Exercise instructions =>
- a) In the passage on multiaspect text categorization, set down the words from "We first remind" up to and including "some final remarks.".
- b) According to the passage on multiaspect text categorization, what does the hybrid system developed in the paper combine?
- c) Write what comes next in the passage on multiaspect text categorization, picking up after its last line.

Extracted text =>
The above task is usually dealt with manually, which is costly and time consuming, and our aim is to support the human operator by developing a system automatically generating an advice concerning the proper classification of documents. Thus, on the first level one may apply one of the classification techniques well studied in the classic text categorization [13]. The second level classification is more challenging due to several reasons. First of all, there is a limited number of training documents representing particular cases and a straightforward approach of treating each case as a category on its own does not work well. Moreover, the list of cases is growing over time and a classifier has to detect if a document to be classified should start a new case. Hence, grasping the logic of succession of the documents within a case seems to be critical for a classifier to successfully handle the MTC problem. In our previous work we proposed several solutions to the MTC problem. In particular, in [16] we proposed two approaches to model the sequences of the documents using Zaki’s sequence mining algorithm [20] and the Hidden Markov Models [12]. In this paper we further develop the latter approach and go beyond the conceptual presentation by making the approach operational. In particular, we follow a widely advocated approach of developing a hybrid system that combines a variant of the well-known HMM technique with one of the modern techniques used to represent textual documents and known as the Latent Dirichlet Allocation (LDA) [4].

We first remind the formal definition of the MTC problem and point out some related works. Next, we present a general scheme of our proposed approach, briefly reminding the basics of the HMM and LDA techniques, focusing on their hybridization. Then, we discuss details of our approach, present the results of some computational experiments and conclude with some final remarks.

2 The Multiaspect Text Categorization Problem

We assume a collection of documents, $D=\{d_1,\ldots ,d_n\}$ which is structured as follows. The documents are arranged in a set of predefined categories from the set $C=\{c_1,\ldots ,c_m\}$ in such a way the each document $d\in D$ belongs to exactly one category $c\in C$. The documents are further arranged within each category in sequences $\sigma \in \varSigma $ which are referred to as cases:

$$\begin{aligned} \sigma _k=<d_{k_1},\ldots ,d_{k_T}> \end{aligned}$$

(1)

$$\begin{aligned} \varSigma =\{\sigma _1,\ldots ,\sigma _p\} \end{aligned}$$

(2)

Items for identifying locations

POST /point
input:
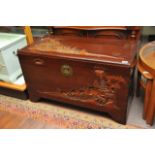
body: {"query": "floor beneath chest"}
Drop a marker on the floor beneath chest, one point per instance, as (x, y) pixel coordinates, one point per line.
(16, 113)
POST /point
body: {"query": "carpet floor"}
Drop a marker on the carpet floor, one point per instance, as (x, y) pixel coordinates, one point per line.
(60, 115)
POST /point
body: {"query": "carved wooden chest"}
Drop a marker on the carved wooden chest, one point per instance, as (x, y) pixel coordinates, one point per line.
(93, 72)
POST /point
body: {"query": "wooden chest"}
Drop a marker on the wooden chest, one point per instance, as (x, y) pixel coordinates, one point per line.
(92, 72)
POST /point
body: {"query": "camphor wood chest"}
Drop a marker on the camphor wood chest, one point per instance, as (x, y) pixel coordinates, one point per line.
(82, 68)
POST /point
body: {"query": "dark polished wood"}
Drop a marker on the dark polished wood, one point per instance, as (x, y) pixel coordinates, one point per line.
(98, 76)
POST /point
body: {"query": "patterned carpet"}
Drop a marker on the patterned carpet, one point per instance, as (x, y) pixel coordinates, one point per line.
(61, 116)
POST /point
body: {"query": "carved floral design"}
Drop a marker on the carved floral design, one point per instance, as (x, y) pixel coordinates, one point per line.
(104, 90)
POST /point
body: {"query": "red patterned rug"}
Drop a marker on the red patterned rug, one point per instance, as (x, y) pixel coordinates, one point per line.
(58, 115)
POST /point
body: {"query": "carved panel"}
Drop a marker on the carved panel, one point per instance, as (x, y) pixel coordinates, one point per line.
(104, 90)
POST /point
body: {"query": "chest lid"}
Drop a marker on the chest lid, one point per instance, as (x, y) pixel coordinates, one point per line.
(111, 50)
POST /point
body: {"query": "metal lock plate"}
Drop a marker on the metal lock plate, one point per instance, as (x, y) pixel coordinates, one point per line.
(66, 70)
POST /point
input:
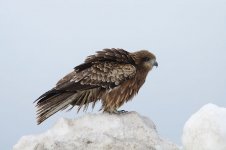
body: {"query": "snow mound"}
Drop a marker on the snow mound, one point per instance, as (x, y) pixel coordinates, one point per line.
(99, 131)
(206, 129)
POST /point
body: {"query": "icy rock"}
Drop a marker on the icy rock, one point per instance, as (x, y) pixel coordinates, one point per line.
(128, 131)
(206, 129)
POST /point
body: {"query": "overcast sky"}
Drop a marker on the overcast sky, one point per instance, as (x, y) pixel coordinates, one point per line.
(42, 40)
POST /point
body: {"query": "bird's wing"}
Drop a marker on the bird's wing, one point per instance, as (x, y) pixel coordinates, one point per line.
(102, 74)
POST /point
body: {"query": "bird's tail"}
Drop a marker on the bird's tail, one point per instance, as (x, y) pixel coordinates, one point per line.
(51, 102)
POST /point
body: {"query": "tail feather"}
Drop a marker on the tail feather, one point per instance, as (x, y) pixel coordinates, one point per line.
(46, 107)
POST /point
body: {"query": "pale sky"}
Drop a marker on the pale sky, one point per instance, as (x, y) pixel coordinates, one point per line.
(42, 40)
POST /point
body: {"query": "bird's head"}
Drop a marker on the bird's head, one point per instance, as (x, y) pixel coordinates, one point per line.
(145, 59)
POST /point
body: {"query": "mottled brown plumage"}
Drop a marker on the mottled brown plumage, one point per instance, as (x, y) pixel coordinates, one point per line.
(113, 76)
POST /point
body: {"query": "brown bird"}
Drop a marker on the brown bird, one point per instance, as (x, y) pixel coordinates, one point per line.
(113, 76)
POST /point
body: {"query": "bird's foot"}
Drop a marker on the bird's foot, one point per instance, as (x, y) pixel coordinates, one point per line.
(119, 111)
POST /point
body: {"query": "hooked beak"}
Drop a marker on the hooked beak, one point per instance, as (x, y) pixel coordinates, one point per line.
(155, 64)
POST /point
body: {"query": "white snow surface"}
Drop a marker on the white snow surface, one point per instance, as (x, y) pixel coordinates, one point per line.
(128, 131)
(206, 129)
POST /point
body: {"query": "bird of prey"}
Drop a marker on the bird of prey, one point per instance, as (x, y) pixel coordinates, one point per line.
(112, 76)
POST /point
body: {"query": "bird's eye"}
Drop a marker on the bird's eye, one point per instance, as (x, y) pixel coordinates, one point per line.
(146, 59)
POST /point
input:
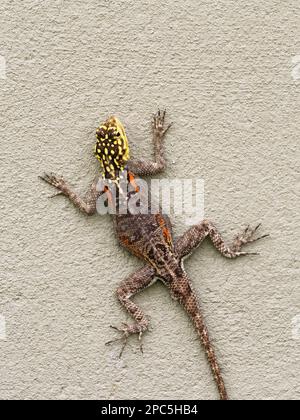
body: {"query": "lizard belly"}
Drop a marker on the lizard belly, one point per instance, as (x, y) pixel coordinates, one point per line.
(147, 236)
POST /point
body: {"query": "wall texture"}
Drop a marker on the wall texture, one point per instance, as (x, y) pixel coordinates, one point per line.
(227, 71)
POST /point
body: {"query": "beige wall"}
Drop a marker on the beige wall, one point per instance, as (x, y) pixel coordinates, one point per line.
(224, 71)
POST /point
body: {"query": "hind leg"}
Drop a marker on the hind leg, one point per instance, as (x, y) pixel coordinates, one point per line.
(192, 238)
(128, 288)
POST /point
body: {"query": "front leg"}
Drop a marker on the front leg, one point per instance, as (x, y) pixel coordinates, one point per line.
(87, 204)
(144, 167)
(186, 244)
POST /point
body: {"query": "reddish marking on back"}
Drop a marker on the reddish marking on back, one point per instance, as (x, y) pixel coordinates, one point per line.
(165, 231)
(132, 182)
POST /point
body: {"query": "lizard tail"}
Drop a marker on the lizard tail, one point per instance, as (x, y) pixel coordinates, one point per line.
(182, 291)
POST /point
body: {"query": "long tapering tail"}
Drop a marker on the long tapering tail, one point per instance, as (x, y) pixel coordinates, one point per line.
(182, 291)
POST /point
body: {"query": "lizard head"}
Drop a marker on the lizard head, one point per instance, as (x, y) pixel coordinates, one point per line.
(111, 148)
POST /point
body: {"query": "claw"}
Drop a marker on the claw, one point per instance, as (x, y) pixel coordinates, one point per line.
(55, 195)
(257, 227)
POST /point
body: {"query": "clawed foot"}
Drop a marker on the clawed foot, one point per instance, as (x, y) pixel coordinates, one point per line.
(159, 122)
(247, 237)
(56, 181)
(126, 330)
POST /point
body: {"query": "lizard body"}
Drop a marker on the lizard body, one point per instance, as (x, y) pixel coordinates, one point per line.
(149, 236)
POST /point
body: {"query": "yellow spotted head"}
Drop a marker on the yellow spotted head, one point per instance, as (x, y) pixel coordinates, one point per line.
(112, 148)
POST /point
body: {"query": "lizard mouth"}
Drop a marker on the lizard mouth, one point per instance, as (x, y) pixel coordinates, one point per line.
(112, 148)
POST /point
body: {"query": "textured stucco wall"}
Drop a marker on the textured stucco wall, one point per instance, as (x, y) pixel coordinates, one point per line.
(224, 70)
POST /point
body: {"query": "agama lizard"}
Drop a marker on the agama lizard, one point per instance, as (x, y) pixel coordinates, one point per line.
(149, 236)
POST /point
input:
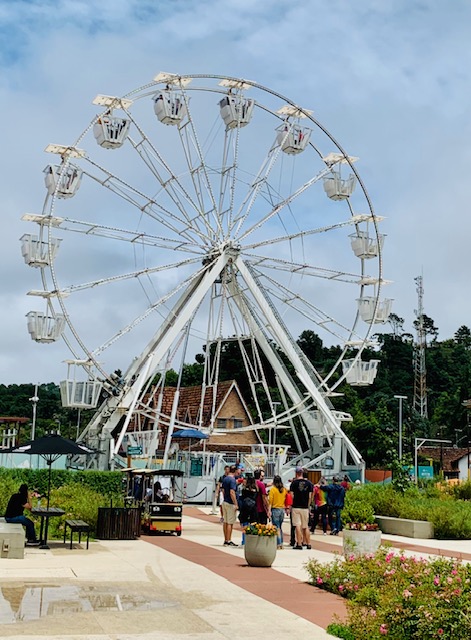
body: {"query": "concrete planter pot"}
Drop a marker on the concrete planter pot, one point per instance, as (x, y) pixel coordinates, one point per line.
(357, 543)
(260, 551)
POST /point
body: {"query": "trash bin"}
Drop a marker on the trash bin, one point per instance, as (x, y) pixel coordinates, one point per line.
(118, 523)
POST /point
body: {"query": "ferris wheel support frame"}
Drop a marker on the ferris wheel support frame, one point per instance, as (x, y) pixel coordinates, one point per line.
(286, 344)
(108, 415)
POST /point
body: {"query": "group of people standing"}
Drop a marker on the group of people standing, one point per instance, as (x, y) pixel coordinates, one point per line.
(304, 502)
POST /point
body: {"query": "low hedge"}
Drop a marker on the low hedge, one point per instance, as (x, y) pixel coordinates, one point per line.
(79, 493)
(450, 515)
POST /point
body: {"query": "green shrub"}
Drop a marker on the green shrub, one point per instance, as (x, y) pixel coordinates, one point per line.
(400, 597)
(357, 508)
(79, 493)
(340, 631)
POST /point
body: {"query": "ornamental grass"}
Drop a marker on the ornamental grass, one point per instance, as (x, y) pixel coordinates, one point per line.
(256, 529)
(391, 595)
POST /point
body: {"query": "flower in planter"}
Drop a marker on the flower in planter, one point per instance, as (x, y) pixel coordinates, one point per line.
(256, 529)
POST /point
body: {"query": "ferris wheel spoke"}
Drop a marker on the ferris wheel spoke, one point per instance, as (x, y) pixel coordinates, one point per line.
(284, 203)
(198, 169)
(127, 276)
(143, 203)
(304, 269)
(353, 221)
(259, 182)
(173, 189)
(152, 308)
(228, 180)
(306, 309)
(126, 235)
(172, 182)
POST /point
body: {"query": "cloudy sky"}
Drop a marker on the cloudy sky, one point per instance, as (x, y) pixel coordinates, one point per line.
(389, 79)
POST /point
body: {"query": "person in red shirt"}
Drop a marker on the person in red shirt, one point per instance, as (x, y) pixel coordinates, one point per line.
(263, 508)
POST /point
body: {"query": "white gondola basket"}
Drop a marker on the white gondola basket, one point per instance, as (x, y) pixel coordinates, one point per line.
(374, 311)
(37, 253)
(360, 373)
(80, 394)
(169, 107)
(64, 182)
(364, 246)
(111, 131)
(337, 188)
(44, 328)
(236, 111)
(294, 140)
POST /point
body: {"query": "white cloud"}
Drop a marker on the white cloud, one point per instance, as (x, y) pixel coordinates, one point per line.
(390, 80)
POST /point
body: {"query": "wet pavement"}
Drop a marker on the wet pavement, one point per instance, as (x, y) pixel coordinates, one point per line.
(172, 588)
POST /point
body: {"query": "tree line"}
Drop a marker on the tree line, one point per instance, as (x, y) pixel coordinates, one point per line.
(374, 409)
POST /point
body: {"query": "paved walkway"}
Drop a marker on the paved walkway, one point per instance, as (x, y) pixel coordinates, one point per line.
(172, 588)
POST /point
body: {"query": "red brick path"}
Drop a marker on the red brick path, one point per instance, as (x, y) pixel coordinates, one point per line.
(300, 598)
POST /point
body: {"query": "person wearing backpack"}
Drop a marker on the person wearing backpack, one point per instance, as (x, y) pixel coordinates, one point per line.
(248, 504)
(277, 501)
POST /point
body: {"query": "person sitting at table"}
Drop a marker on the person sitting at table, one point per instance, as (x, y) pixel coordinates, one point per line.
(15, 513)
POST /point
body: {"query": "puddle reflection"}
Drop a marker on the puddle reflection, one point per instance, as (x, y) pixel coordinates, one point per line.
(23, 603)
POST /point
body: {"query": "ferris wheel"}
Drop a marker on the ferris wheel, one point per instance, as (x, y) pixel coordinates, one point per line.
(201, 215)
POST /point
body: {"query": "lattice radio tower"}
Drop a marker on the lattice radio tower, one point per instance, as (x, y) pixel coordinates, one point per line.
(420, 373)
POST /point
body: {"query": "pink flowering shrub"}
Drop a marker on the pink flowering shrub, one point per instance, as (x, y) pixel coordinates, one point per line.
(391, 595)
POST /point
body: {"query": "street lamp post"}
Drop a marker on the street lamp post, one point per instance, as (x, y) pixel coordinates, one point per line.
(274, 407)
(400, 398)
(467, 404)
(34, 400)
(418, 443)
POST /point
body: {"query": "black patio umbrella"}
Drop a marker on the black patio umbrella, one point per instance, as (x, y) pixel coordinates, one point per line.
(51, 447)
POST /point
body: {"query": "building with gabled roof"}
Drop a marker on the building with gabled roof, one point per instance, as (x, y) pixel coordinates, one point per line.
(231, 415)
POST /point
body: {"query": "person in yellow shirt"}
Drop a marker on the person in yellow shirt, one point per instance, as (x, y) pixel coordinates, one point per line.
(276, 500)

Answers provided =>
- a)
We first remind the formal definition of the MTC problem and point out some related works. Next, we present a general scheme of our proposed approach, briefly reminding the basics of the HMM and LDA techniques, focusing on their hybridization. Then, we discuss details of our approach, present the results of some computational experiments and conclude with some final remarks.

- b) A variant of the Hidden Markov Model technique with Latent Dirichlet Allocation (LDA).

- c)
Each document $d\in D$ belongs to exactly one case $\sigma \in \varSigma $. A different rationale and logic assumed for the grouping of the documents into categories and cases is here important. That is, respectively, a topical similarity or the belongingness to the same business process, in relation to its different stages.

Our purpose is to develop a system, following the paradigm of supervised learning, working in such a way that given a collection D structured as above and a new document $d^\star $ the system supports a human user in deciding how to assign $d^\star $ to a category $c\in C$ and to a case $\sigma \in \varSigma $ within this category. For practical reasons, we distinguish between on-going cases comprising documents of the business processes still under way, and closed cases related to the business processes which are already completed. The newly incoming documents may be classified only to the cases of the former type while cases of both types may serve as training examples for the construction of a classifier.

The MTC problem formulation and its practical inspirations are original and the literature of this topic basically comprises our recent works only. The most similar problem already known in the literature is Topic Detection and Tracking (TDT) [1]. It is inspired by a practical problem of handling a stream of news stories to be organized in a dynamically structured collection. News/documents concerning the same topic/event have to be grouped together and, similarly to our MTC problem, incoming documents may belong to already existing groups or may start new ones. Topics in the TDT are similar to the cases in our MTC problem and, in general, both problems share many points. However, they are inherently different which well justifies the study of the MTC as a separate problem. For example, in the TDT there are no such distinct two levels of classification as in the MTC. Even if the concept of a hierarchical TDT was also considered as an extension to the basic TDT, still the different nature of classes at particular levels of the hierarchy is not considered there. Another important aspect distinguishing both problems is that in the MTC cases are sequences of documents while topics in TDT are just sets of stories. For more discussion of the relation between the TDT and MTC, cf. our paper [8].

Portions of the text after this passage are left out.